##### DATA PROVIDED #####

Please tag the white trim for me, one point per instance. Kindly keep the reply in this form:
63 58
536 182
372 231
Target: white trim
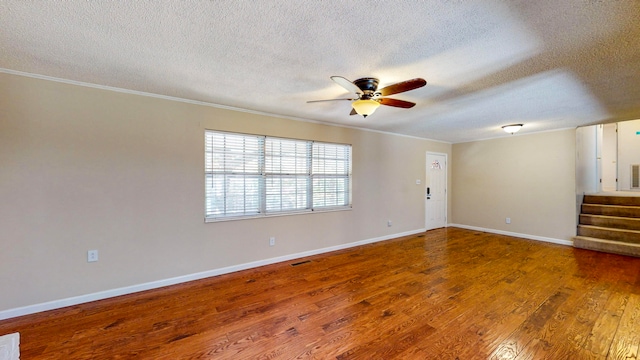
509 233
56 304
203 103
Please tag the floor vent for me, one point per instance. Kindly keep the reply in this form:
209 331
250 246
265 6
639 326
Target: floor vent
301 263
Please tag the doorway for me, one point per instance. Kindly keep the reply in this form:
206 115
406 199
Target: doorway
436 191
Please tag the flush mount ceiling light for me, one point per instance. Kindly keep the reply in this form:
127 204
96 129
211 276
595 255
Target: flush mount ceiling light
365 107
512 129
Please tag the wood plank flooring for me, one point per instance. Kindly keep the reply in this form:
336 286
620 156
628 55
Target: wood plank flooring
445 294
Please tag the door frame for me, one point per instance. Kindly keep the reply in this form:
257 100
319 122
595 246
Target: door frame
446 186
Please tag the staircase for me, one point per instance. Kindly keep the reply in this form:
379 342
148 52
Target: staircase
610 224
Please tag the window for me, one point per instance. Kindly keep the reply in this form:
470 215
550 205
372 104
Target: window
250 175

#####
##### DATA PROVIDED #####

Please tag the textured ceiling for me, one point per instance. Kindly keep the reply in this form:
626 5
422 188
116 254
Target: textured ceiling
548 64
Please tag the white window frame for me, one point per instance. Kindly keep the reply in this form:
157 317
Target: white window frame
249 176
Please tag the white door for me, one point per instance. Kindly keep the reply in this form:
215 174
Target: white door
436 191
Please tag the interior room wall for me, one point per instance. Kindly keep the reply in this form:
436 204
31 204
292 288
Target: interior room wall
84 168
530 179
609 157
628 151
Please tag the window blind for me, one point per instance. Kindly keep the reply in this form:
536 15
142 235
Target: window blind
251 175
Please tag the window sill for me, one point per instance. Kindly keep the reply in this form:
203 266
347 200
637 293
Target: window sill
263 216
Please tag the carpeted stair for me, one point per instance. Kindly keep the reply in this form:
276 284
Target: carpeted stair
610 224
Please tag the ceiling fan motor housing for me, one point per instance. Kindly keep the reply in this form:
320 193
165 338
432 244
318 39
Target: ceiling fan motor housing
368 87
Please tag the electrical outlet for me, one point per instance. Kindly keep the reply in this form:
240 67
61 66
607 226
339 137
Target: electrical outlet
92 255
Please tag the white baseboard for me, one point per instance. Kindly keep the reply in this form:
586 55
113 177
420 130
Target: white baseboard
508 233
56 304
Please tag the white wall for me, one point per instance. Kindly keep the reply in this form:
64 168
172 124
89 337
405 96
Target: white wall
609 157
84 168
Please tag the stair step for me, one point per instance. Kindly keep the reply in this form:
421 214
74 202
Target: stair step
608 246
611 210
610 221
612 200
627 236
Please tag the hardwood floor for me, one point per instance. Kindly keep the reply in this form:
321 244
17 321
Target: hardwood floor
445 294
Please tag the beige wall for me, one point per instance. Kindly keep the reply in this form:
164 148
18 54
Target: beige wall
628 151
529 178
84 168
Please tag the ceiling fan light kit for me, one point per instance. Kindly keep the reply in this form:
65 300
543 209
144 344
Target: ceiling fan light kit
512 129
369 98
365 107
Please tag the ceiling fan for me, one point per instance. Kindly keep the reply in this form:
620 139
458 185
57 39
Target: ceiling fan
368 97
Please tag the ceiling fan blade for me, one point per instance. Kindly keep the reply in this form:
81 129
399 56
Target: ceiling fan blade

#####

■ WORK REQUIRED
Please copy the part of the data above that opens with the line containing "Please tag the hardwood" and closes with the line containing "Target: ceiling fan blade", leaving every line unchanged.

■ TASK RESPONSE
Please tag the hardwood floor for me, one point per instance. Kindly keep the reply in this form:
321 244
17 321
Target: hardwood floor
445 294
Please tag the beige wall for me, one point per instance. Kindly keep the reply in this form:
164 148
18 54
Target: beige wall
628 151
529 178
84 168
Please tag the ceiling fan light kit for me, one point per instance. Kindly keep the reply in this form:
65 300
543 209
144 344
Target: ceiling fan light kit
512 129
369 98
365 107
Please tag the ceiling fan for me, one point per instance. Kindly keep the reply in this form:
620 139
458 185
57 39
Target: ceiling fan
368 97
Please tag the ceiling fan blade for me, one point per instance. Kindly keep the reply in this form:
81 129
399 56
Target: ceiling fan blade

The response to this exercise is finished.